┏━━

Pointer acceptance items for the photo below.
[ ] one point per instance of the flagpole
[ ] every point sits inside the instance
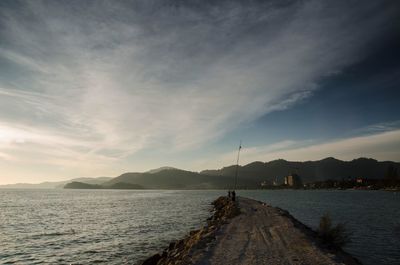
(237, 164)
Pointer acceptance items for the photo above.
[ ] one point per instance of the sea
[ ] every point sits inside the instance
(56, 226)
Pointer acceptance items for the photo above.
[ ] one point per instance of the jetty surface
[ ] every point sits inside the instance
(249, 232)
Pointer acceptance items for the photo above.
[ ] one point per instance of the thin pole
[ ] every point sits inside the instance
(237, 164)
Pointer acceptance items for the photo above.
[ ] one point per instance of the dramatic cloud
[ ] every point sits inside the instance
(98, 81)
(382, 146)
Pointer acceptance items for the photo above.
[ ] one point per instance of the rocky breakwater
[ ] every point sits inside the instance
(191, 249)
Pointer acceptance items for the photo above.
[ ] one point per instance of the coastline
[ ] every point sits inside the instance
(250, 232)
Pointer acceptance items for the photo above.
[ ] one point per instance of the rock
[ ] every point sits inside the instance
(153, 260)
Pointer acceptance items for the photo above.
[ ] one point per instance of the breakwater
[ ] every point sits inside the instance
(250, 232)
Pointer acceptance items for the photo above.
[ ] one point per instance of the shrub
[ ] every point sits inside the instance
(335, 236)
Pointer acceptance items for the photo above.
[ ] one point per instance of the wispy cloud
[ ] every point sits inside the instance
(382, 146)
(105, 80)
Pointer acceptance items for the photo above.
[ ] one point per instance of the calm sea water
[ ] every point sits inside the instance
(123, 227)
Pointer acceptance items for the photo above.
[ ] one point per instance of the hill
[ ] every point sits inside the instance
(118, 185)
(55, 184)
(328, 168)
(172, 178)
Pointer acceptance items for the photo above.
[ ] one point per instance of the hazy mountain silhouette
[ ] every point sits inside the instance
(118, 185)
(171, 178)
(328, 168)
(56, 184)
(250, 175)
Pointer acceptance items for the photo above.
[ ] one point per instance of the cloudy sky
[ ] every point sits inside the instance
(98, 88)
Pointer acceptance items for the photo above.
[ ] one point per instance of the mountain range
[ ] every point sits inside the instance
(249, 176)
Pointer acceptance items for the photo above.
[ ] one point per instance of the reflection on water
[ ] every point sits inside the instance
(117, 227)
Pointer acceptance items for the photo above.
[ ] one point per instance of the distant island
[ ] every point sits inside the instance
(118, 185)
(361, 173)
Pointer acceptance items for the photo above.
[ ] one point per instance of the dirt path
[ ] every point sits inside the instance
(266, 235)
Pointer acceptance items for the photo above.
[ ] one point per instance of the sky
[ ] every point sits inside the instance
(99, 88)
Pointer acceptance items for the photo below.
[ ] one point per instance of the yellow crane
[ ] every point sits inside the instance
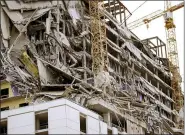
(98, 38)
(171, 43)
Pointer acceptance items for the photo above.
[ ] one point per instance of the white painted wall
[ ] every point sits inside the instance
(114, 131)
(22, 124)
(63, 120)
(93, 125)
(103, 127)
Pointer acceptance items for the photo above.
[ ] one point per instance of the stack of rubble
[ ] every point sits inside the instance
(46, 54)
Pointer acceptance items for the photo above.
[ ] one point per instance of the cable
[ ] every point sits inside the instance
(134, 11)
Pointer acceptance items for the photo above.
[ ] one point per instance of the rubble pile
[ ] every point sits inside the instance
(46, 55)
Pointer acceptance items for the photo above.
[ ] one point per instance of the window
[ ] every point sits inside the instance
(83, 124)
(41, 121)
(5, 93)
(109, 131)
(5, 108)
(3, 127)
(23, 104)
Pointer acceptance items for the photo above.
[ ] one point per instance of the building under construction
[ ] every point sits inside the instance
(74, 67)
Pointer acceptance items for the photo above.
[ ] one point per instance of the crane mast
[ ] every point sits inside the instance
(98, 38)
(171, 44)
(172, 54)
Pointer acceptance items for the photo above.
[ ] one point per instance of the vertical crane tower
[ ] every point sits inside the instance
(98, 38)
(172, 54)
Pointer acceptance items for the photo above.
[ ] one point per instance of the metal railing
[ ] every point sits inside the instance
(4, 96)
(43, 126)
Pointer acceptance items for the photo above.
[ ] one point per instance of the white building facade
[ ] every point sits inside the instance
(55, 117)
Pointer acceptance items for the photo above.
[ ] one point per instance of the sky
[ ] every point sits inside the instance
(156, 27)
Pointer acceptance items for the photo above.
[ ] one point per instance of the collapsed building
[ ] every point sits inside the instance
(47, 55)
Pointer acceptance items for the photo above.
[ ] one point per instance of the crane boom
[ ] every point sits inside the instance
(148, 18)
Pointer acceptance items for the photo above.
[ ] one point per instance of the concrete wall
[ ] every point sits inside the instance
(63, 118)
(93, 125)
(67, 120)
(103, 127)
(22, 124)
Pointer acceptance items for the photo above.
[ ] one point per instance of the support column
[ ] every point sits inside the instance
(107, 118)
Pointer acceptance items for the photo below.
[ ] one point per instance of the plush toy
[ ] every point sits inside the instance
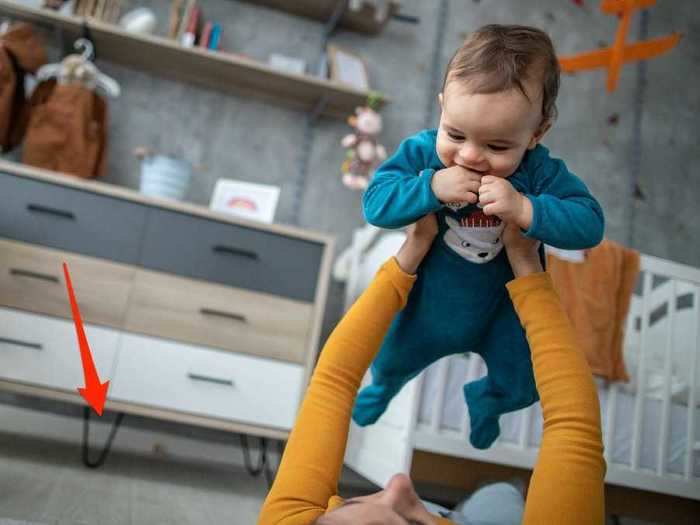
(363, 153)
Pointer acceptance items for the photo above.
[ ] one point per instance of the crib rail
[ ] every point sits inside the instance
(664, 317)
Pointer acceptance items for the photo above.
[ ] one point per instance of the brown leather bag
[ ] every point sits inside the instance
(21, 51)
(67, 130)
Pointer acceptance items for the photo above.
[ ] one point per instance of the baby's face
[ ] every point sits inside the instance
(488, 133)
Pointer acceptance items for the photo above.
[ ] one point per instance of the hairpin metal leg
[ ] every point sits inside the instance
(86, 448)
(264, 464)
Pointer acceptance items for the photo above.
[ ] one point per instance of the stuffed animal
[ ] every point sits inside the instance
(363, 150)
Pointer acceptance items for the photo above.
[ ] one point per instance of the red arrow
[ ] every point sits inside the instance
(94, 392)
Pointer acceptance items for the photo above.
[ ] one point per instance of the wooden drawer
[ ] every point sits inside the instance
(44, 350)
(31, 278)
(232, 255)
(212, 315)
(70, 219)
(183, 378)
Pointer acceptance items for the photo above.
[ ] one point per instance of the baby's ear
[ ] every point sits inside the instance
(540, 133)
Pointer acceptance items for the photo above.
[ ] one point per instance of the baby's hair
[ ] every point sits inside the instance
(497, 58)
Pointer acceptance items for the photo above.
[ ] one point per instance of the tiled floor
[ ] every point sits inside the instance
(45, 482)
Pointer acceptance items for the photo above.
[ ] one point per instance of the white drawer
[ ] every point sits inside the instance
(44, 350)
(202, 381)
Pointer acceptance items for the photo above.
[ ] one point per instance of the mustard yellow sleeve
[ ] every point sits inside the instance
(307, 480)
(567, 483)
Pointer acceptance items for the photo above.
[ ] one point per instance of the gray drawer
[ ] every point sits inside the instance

┗━━

__TASK TO COMPLETE__. Can you retype every record above exactly, leaving out the pictures?

__TASK OUTPUT__.
Pointer acceptance items for the photo below.
[ ] one point per instance of the flagpole
[ ] every point sits inside the instance
(237, 164)
Pointer acceptance items for the photo above.
[ ] one point per instance of the sea
[ ] every point sits inside the instance
(56, 226)
Pointer acceptance items for the photo above.
[ ] one point per instance of the jetty surface
[ ] every point sits inside the instance
(249, 232)
Pointer acceptance items for the photo above.
[ ] one point per instance of the thin pole
[ ] every point sits inside the instance
(237, 164)
Pointer acceptance items for the photo above.
[ ] one point per instance of the dramatic cloud
[ ] every point sits inside the instance
(98, 81)
(382, 146)
Pointer acceptance items for the photo above.
[ ] one point per instance of the rocky breakwater
[ ] every point sits inside the instance
(191, 249)
Pointer acceptance items for the photo above.
[ ] one point per instance of the coastline
[ ] every point sits inside the instance
(250, 232)
Pointer acceptance items for the photo above.
[ ] one point per instance of the rock
[ ] every point sits inside the instance
(153, 260)
Pointer acceptance items for the photo above.
[ ] one point per instance of the breakwater
[ ] every point sits inside the instance
(250, 232)
Pointer acceptance items for the photo above.
[ ] one point per instance of the shrub
[ ] every point sits inside the instance
(335, 236)
Pointer acceptance items for the photo above.
[ ] one point per instance of the wispy cloud
[ ] every point sits inside the instance
(382, 146)
(105, 80)
Pointer acceptance items for the photo above.
[ ] one point per instance of the calm sea water
[ ] every point sits inside the instance
(123, 227)
Pointer acceptance items for the photo above.
[ ] one point per instance of the hill
[ ] every point sits inside the instance
(118, 185)
(55, 184)
(328, 168)
(172, 178)
Pointer acceptance items for the photo above.
[ ] one point per instance of the hazy mountain silhouette
[ ] every point sits inside the instance
(118, 185)
(171, 178)
(328, 168)
(56, 184)
(250, 175)
Pointer acceptance items for the photo above.
[ ] one point per instance of the cloudy sky
[ ] every point sits inside the instance
(98, 88)
Pointer acceptance items for the photo above.
[ ] one point per instance of the mountain range
[ ] every point sits inside the instance
(249, 176)
Pointer acceptance items for the photo above.
[ ] one point per instance of the reflection on water
[ ] every point sits inside the instance
(117, 227)
Pointer acceptance items for the photo above.
[ ] one point per instance of the distant island
[ ] every point sits inside the instance
(118, 185)
(361, 173)
Pointer acceptance items for the photo above.
[ ] one point per instance of the dirt path
[ ] every point sits inside the instance
(266, 235)
Pointer acceptance items for the photo above.
[ ] one point per instance of the sky
[ ] every point sits inside the instance
(99, 88)
Pointer acceptance items for the photo below.
[ ] one point per instance of the yellow crane
[ ] every point sits inside the instance
(98, 38)
(171, 43)
Pointer acceptance items for the photo above.
[ ] one point per instance of the white painted wall
[ ] every point sits inside the instance
(114, 131)
(22, 124)
(63, 120)
(93, 125)
(103, 127)
Pointer acceptance items for the photo above.
[ ] one point per instance of the stack of rubble
[ ] every point sits inside the instance
(46, 54)
Pointer acceptance items for the photo above.
[ ] one point per instance of the cable
[ ] every point sits inside the instance
(134, 11)
Pointer acceptance items for the photo above.
[ ] one point per instance of the rubble pile
[ ] every point sits inside the instance
(46, 55)
Pointer acceptance items for the photo above.
[ ] one point per instance of the window
[ ] every point sits inside the instance
(83, 124)
(41, 121)
(5, 93)
(109, 131)
(5, 108)
(3, 127)
(23, 104)
Pointer acceptance items for the photo above.
[ ] one point per instance of the building under construction
[ ] every point sits inside the instance
(74, 67)
Pointer acceptance items for the photo above.
[ ] one point per instance of the crane mast
[ ] every point sits inside the instance
(98, 38)
(171, 44)
(172, 54)
Pointer acceptance items for the photo above.
[ ] one point per instance of the vertical crane tower
[ ] every point sits inside the instance
(98, 38)
(172, 54)
Pointer acceptance items for the photo above.
[ ] one point per instance of the metal railing
[ ] every point sits inside the instance
(4, 96)
(43, 126)
Pointer acceptance items for the photo above.
[ ] one point per instance of the white building facade
[ ] every point sits inside the instance
(55, 117)
Pointer acceptance items for the photo above.
[ ] one point per instance of the sky
[ ] every point sits inside the instance
(156, 27)
Pointer acceptance items for the photo above.
[ ] one point per instance of the collapsed building
[ ] every point sits inside the instance
(47, 55)
Pointer acceptance items for the photo above.
[ ] one point per instance of the crane boom
[ ] every point sits inside the instance
(148, 18)
Pointer acceptance items for the photo above.
[ ] one point per instance of the concrete wall
[ ] every point sits inside the instance
(63, 118)
(93, 125)
(67, 120)
(103, 127)
(22, 124)
Pointer acceptance items for the photo above.
[ ] one point per instance of the support column
[ ] every point sits inside the instance
(107, 118)
Pointer acceptance items for the photo below.
[ ] one point per instance of the plush toy
[ ] every point sits inside the instance
(363, 153)
Pointer acceptance items for the photo above.
[ ] one point per instance of the crib rail
[ ] every point sits inside the instance
(664, 317)
Pointer acceptance items for the photo above.
[ ] one point per instance of the brown leather bag
[ ] every point sits inside the instance
(21, 51)
(67, 130)
Pointer acceptance items for the photo above.
[ ] one point per instance of the baby's face
[ ] every point sits inside the instance
(488, 133)
Pointer acceptance items for the photo above.
[ ] one point per instance of the hairpin metal leg
[ ] every point sits inside the instance
(86, 448)
(264, 464)
Pointer acceptance items for the photo above.
[ ] one point per instance of the stuffed animal
[ ] every point sits inside the instance
(363, 150)
Pointer acceptance items for the photo above.
[ ] one point per instance of the red arrow
[ ] every point sits inside the instance
(94, 392)
Pointer acceptance items for the photo above.
[ ] one point per instance of the wooden drawer
[ ] every point sits inside the instance
(44, 350)
(31, 278)
(232, 255)
(212, 315)
(70, 219)
(183, 378)
Pointer acceptance items for the photo above.
[ ] one point per instance of the baby's ear
[ ] every point sits inside the instance
(540, 133)
Pointer acceptance items for the photo above.
[ ] one point per instance of the baby's hair
[ ] every point sits inside the instance
(497, 58)
Pointer acceptance items for the photo above.
[ ] one point per instance of the tiled floor
[ ] every point sits inside the instance
(45, 482)
Pointer acceptance items for the photo above.
[ ] one point per instance of the white drawer
[ ] every point sits inside the instance
(44, 350)
(202, 381)
Pointer acceptance items for the photo above.
[ ] one point per instance of the mustard yellow sleeve
[ ] every point sits inside the instance
(307, 480)
(567, 483)
Pointer acceptance items for the photo above.
[ ] one point per instance of the gray drawer
[ ] every point sits inside the instance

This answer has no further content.